— start Data rows —
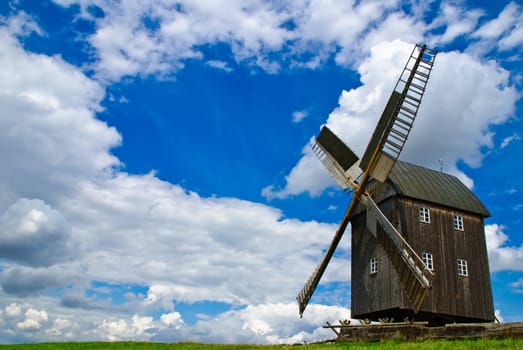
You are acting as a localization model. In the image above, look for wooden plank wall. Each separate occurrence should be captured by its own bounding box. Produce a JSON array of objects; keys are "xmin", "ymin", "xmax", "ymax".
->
[{"xmin": 351, "ymin": 197, "xmax": 494, "ymax": 321}]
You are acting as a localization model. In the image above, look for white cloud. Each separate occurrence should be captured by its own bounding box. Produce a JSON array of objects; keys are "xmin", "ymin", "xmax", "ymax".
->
[
  {"xmin": 485, "ymin": 224, "xmax": 523, "ymax": 271},
  {"xmin": 430, "ymin": 3, "xmax": 484, "ymax": 43},
  {"xmin": 472, "ymin": 2, "xmax": 521, "ymax": 39},
  {"xmin": 0, "ymin": 0, "xmax": 519, "ymax": 343},
  {"xmin": 207, "ymin": 60, "xmax": 232, "ymax": 72},
  {"xmin": 153, "ymin": 303, "xmax": 350, "ymax": 344},
  {"xmin": 0, "ymin": 27, "xmax": 121, "ymax": 211},
  {"xmin": 4, "ymin": 303, "xmax": 22, "ymax": 317},
  {"xmin": 160, "ymin": 312, "xmax": 184, "ymax": 328},
  {"xmin": 0, "ymin": 198, "xmax": 74, "ymax": 266},
  {"xmin": 16, "ymin": 308, "xmax": 48, "ymax": 331}
]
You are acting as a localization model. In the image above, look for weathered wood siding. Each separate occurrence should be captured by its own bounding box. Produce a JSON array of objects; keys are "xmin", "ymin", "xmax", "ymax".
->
[{"xmin": 351, "ymin": 194, "xmax": 494, "ymax": 322}]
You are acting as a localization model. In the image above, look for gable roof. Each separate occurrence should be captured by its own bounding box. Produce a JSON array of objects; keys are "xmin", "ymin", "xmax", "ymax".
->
[{"xmin": 389, "ymin": 161, "xmax": 490, "ymax": 217}]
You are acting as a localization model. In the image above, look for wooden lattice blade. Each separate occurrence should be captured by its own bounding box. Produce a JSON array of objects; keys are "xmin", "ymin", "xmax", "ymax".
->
[
  {"xmin": 296, "ymin": 197, "xmax": 356, "ymax": 317},
  {"xmin": 312, "ymin": 126, "xmax": 361, "ymax": 190}
]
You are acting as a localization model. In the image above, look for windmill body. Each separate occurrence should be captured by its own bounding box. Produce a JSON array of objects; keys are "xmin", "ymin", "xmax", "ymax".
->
— end Data rows —
# Stated task
Render every line of the listing above as a numbered list, skipping blank lines and leaving out the picture.

# Output for this exercise
1. You are acting as a localization model. In the image above, look for wooden plank wall. Each separate occurrence should be captured by its own bounding box. Produce a JSON array of objects; keys are "xmin", "ymin", "xmax", "ymax".
2. ->
3. [{"xmin": 351, "ymin": 197, "xmax": 494, "ymax": 321}]
4. You are acting as a localization model. In the image above, look for white cloud. Each separate occurrence should be captured by its own bounding box. Produce a JSON array of objects; keys are "xmin", "ymin", "xmax", "ymax".
5. ->
6. [
7.   {"xmin": 485, "ymin": 224, "xmax": 523, "ymax": 271},
8.   {"xmin": 430, "ymin": 3, "xmax": 484, "ymax": 43},
9.   {"xmin": 472, "ymin": 2, "xmax": 521, "ymax": 39},
10.   {"xmin": 0, "ymin": 0, "xmax": 519, "ymax": 343},
11.   {"xmin": 207, "ymin": 60, "xmax": 232, "ymax": 72},
12.   {"xmin": 153, "ymin": 303, "xmax": 350, "ymax": 344},
13.   {"xmin": 0, "ymin": 27, "xmax": 121, "ymax": 211},
14.   {"xmin": 4, "ymin": 303, "xmax": 22, "ymax": 317},
15.   {"xmin": 160, "ymin": 312, "xmax": 184, "ymax": 328},
16.   {"xmin": 0, "ymin": 198, "xmax": 74, "ymax": 266},
17.   {"xmin": 16, "ymin": 308, "xmax": 48, "ymax": 331}
18. ]
19. You are acting as a localization model. In the image above, look for weathered wood siding. Each separate occurrence should be captured by its own bounding box. Produce a JSON array of objects; keys are "xmin", "ymin", "xmax", "ymax".
20. ->
21. [{"xmin": 351, "ymin": 194, "xmax": 494, "ymax": 322}]
22. You are acting as a localization model. In the image above, look for gable roof. Each separate occurrence should be captured by its own bounding box. Produce a JSON array of objects; keys are "xmin", "ymin", "xmax", "ymax".
23. ->
24. [{"xmin": 389, "ymin": 161, "xmax": 490, "ymax": 217}]
25. You are acting as a localization model. In the image above, look for wooden lattice blade. Each separate occurrence should be captured by its own bounding box. Produce a JSON array of objects; keys are "xmin", "ymin", "xmax", "ymax".
26. ->
27. [
28.   {"xmin": 296, "ymin": 197, "xmax": 356, "ymax": 317},
29.   {"xmin": 312, "ymin": 126, "xmax": 361, "ymax": 190}
30. ]
31. You are acting as a localization model. In the image above, look for windmill body. Each separate occurrence should be captured by its own bounding box. Produce a JSON array of objects; keys are "xmin", "ymin", "xmax", "ymax".
32. ->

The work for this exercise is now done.